- Texte à lire:
========================================================================
Intemporel, pour tous les âges

World’s finest / L’étoffe des héros par Dave Gibbons & Steve Rude

2 icônes de la culture populaire américaine

Deux icônes de la culture populaire américaine©DC Comics

AUTEUR : PRÉSENCE

Ce tome contient une histoire complète qui peut être lue indépendamment de toute continuité. Il regroupe les 3 épisodes de 48 pages parus en 1990.

Le scénario est de Dave Gibbons (le dessinateur de Watchmen), les dessins de Steve Rude (surtout connu pour son travail sur la série Nexus), l’encrage de Karl Kesel, et la mise en couleurs de Steve Oliff (l’équivalent de Dave Stewart pour ces années là).

La première page montre un enfant se recueillant sur la tombe de ses parents : Oliver Monks. Dans les rues malfamées de Gotham, Batman arrête une petite frappe ayant kidnappé une fillette. Ce dernier se suicide avec un papier imbibé du poison du Joker.

Dans les rues resplendissantes de Metropolis, Superman arrête un dealer s’en prenant à un bus scolaire. Le criminel est relâché quelques dizaines minutes plus tard grâce à un avocat rémunéré par Lex Luthor.
========================================================================
Lignes d'un jeu de données de pointage:
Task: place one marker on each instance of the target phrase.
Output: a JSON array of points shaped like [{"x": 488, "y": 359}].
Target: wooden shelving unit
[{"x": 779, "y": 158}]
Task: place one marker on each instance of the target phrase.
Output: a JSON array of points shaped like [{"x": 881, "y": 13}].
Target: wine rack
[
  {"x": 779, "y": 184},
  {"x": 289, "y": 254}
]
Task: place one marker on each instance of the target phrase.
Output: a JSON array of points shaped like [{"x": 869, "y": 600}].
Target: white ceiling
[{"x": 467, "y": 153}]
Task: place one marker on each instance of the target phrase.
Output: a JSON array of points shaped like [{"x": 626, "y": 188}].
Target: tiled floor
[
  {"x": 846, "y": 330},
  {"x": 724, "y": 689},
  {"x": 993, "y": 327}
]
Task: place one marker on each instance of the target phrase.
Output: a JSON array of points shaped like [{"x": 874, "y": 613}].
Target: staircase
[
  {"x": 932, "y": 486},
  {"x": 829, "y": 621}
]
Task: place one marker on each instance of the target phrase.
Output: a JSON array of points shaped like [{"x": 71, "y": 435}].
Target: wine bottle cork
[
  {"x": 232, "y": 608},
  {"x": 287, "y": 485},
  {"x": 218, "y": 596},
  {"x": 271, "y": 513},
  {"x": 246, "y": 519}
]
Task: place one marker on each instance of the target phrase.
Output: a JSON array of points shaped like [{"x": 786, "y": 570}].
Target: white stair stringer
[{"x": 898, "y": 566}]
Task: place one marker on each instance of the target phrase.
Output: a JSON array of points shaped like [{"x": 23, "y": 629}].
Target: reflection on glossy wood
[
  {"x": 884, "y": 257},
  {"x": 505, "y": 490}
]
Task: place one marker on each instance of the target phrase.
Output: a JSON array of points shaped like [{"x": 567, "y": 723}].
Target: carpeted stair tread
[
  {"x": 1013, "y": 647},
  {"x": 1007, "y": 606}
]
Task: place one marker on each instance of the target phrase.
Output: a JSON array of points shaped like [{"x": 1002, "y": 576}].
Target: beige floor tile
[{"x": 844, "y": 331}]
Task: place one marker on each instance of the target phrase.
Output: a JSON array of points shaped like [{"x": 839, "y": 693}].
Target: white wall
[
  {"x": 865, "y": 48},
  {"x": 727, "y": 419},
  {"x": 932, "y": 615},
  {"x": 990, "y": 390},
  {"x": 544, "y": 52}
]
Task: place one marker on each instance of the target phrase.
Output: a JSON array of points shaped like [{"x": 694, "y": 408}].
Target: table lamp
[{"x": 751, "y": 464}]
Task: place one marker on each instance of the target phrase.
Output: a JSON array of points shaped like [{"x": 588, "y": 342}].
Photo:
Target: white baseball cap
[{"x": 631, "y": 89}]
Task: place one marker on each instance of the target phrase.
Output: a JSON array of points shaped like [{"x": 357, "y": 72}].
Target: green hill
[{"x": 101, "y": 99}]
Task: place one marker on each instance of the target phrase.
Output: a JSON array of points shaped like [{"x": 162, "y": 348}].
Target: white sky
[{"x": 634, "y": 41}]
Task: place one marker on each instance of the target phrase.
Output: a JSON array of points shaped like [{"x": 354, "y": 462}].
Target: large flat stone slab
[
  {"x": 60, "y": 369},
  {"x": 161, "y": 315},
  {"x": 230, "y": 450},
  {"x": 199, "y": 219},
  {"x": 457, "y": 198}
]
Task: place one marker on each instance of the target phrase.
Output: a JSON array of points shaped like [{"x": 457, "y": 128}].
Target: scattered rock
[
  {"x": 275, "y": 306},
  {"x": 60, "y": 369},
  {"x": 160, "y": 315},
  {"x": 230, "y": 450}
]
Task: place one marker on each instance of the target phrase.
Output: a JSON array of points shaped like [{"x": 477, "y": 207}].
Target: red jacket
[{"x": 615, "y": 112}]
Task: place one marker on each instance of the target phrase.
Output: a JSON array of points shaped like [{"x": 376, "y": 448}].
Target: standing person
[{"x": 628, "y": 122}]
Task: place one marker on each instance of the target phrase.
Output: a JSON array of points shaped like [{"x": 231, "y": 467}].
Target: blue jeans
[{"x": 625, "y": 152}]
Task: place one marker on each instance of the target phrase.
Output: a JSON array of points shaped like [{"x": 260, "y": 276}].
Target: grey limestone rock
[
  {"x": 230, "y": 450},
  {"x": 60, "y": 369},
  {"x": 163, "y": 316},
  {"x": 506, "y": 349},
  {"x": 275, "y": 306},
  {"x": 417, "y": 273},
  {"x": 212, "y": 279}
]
========================================================================
Recopiez le passage de la critique de World's finest figurant plus haut, en commençant par « Le scénario est » et en poursuivant jusqu'à « par Lex Luthor. ». Substituez-y « Smallville » à « Metropolis ».

- Corrigé:
Le scénario est de Dave Gibbons (le dessinateur de Watchmen), les dessins de Steve Rude (surtout connu pour son travail sur la série Nexus), l’encrage de Karl Kesel, et la mise en couleurs de Steve Oliff (l’équivalent de Dave Stewart pour ces années là).

La première page montre un enfant se recueillant sur la tombe de ses parents : Oliver Monks. Dans les rues malfamées de Gotham, Batman arrête une petite frappe ayant kidnappé une fillette. Ce dernier se suicide avec un papier imbibé du poison du Joker.

Dans les rues resplendissantes de Smallville, Superman arrête un dealer s’en prenant à un bus scolaire. Le criminel est relâché quelques dizaines minutes plus tard grâce à un avocat rémunéré par Lex Luthor.